(En prolongement aux commentaires de Chris... avec qui je suis complètement d'accord.)
Bonne habitude, discipline, principes : tout cela effectivement ne s'achète pas.
Ou s'achète par notre volonté et nos efforts.
C'est pour cela que lorsque le discours officiel sur la dépression répète, comme si c'était une évidence, que "la volonté n'aide pas quand on est dépressif" ou "ce n'est pas une question de volonté" ou "ça n'a rien à voir avec la volonté"... il ment.
Car la volonté, qu'est-ce ?
Sinon notre capacité à faire des choix et à nous y tenir ?....
Un choix auquel on ne se tient pas n'est pas une choix : c'est seulement une velléité.
Au fond, on peut considérer comme des quasi-synonymes "la volonté" et "la liberté".
C'est notre volonté qui nous fait libre ; c'est notre liberté qui nous fait volontaire. Choisir, c'est vouloir ; vouloir, c'est être libre, c'est faire usage de cette liberté qui paraît si séduisante d'un côté (le côté possibilité) et si vilaine de l'autre (le côté responsabilité).

· · · ·

● Exercices
• a. Recopiez mot pour mot le passage du texte sur la volonté qui commence à « C'est notre volonté » et se termine après « (le côté responsabilité). ».
• b. Prolongez le texte sur la volonté et la liberté en reprenant après sa dernière phrase.
La liste ci-après n'a aucun rôle ici.

· · · ·

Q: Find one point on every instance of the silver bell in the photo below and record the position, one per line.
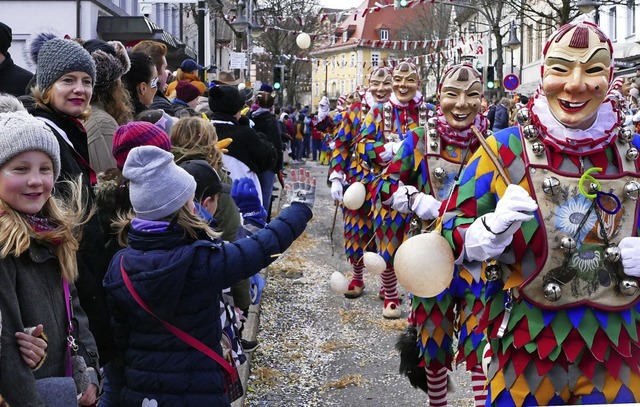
(440, 172)
(552, 291)
(612, 253)
(625, 134)
(529, 132)
(568, 244)
(493, 272)
(538, 148)
(632, 190)
(551, 185)
(523, 116)
(629, 286)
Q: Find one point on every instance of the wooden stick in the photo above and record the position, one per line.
(492, 156)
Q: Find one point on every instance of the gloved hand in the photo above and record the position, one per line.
(303, 188)
(407, 199)
(245, 195)
(337, 179)
(489, 235)
(390, 149)
(630, 255)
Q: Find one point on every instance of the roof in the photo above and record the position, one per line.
(368, 19)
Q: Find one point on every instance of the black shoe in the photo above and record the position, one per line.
(248, 346)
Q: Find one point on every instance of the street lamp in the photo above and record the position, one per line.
(514, 43)
(587, 6)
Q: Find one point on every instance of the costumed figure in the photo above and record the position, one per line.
(347, 169)
(383, 130)
(419, 177)
(551, 219)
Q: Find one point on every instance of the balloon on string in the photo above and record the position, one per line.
(303, 40)
(424, 264)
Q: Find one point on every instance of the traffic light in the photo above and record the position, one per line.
(490, 76)
(277, 77)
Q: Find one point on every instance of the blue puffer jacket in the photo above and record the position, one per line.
(180, 280)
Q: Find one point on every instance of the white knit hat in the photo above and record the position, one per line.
(158, 187)
(21, 132)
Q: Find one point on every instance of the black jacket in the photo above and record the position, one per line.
(248, 146)
(13, 79)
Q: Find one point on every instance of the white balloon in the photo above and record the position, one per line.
(374, 263)
(339, 283)
(303, 40)
(353, 197)
(424, 264)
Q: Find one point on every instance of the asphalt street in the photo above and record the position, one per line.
(318, 348)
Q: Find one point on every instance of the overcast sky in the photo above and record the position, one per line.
(344, 4)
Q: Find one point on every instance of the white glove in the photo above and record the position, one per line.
(423, 205)
(630, 255)
(336, 190)
(390, 149)
(489, 235)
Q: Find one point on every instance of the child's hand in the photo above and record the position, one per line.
(303, 188)
(245, 195)
(33, 346)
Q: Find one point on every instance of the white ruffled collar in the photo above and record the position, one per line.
(596, 137)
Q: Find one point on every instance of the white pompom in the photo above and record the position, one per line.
(486, 359)
(374, 263)
(353, 197)
(339, 283)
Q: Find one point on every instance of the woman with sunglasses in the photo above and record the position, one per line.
(141, 81)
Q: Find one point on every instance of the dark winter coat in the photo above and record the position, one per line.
(13, 79)
(266, 123)
(248, 146)
(31, 293)
(181, 281)
(92, 259)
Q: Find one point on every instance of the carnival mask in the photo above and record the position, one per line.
(380, 85)
(405, 82)
(576, 74)
(461, 96)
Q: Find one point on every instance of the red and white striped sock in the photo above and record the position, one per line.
(478, 383)
(390, 284)
(437, 381)
(358, 271)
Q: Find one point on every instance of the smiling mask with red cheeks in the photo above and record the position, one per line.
(405, 82)
(460, 96)
(576, 74)
(380, 84)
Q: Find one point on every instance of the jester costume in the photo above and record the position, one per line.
(561, 313)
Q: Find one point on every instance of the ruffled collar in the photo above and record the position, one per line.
(456, 137)
(595, 138)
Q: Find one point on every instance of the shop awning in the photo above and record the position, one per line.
(131, 30)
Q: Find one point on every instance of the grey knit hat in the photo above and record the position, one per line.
(157, 186)
(58, 57)
(21, 132)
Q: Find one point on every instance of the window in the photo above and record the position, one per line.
(613, 27)
(375, 59)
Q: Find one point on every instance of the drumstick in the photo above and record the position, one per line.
(492, 156)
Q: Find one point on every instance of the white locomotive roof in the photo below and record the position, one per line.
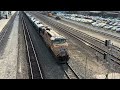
(55, 35)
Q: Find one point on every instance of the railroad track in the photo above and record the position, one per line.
(93, 43)
(69, 72)
(35, 68)
(7, 27)
(4, 34)
(93, 38)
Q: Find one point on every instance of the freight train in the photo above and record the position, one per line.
(57, 43)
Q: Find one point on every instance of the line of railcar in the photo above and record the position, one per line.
(57, 43)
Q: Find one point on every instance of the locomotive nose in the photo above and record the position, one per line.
(63, 52)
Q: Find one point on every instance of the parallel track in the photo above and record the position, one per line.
(35, 68)
(82, 37)
(7, 28)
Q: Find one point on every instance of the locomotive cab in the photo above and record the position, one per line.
(60, 47)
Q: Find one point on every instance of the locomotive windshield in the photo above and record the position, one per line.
(59, 41)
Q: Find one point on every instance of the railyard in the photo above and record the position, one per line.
(24, 53)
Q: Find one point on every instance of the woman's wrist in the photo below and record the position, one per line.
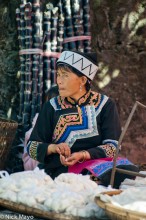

· · · ·

● Corrigé
• a.
C'est notre volonté qui nous fait libre ; c'est notre liberté qui nous fait volontaire. Choisir, c'est vouloir ; vouloir, c'est être libre, c'est faire usage de cette liberté qui paraît si séduisante d'un côté (le côté possibilité) et si vilaine de l'autre (le côté responsabilité).

• b.
Pour faire de nos bons choix de bonnes habitudes, nous avons besoin de discipline.
L'élève à éduquer, canaliser, structurer, c'est nous-même.
A nous de faire en sorte que ce que notre tête et notre coeur ont décidé soit mis en pratique par tout le reste de nous-même.
A nous de frustrer le gros bébé geignard - reste coriace de notre enfance - qui pleurniche : "mais j'ai pas envie, heu!..."
Tiens, ça me rappelle un souvenir.
J'avais décidé de ne plus manger de chocolat ; mais (sous je ne sais plus quel prétexte, celui des vacances peut-être, en vacances tout est permis) me voilà au rayon "confiserie" d'un supermarché quelconque - c'était Monoprix, je crois.
Me voilà devant toutes ces plaquettes de chocolat noir, blanc, au lait, aux noisettes, équitable, amer, à l'orange, au nougat, au caramel, aux éclats de caramel, etc.
Je les aime tous ; lequel choisir ?...
Cependant je ne suis pas heureuse d'être là. Je suis en train de trahir un engagement ferme que j'avais pris avec moi-même. Mais bon, j'y suis, et puis j'ai ENVIE de chocolat, ça arrive, non ? L'être humain est faible, non ? Et puis ce n'est qu'une petite tablette de chocolat, non ?
Je me dis ça, mais au fond je sais très bien qu'en cédant à cette première tablette de chocolat, j'ouvre la porte à toutes ses innombrables copines... avec à la clef des kilos - combien ? - en plus... et à coup sûr, une baisse d'estime vis-à-vis de moi-même : on ne peut pas me faire confiance. Je ne peux pas me faire confiance. Je ne tiens pas mes promesses.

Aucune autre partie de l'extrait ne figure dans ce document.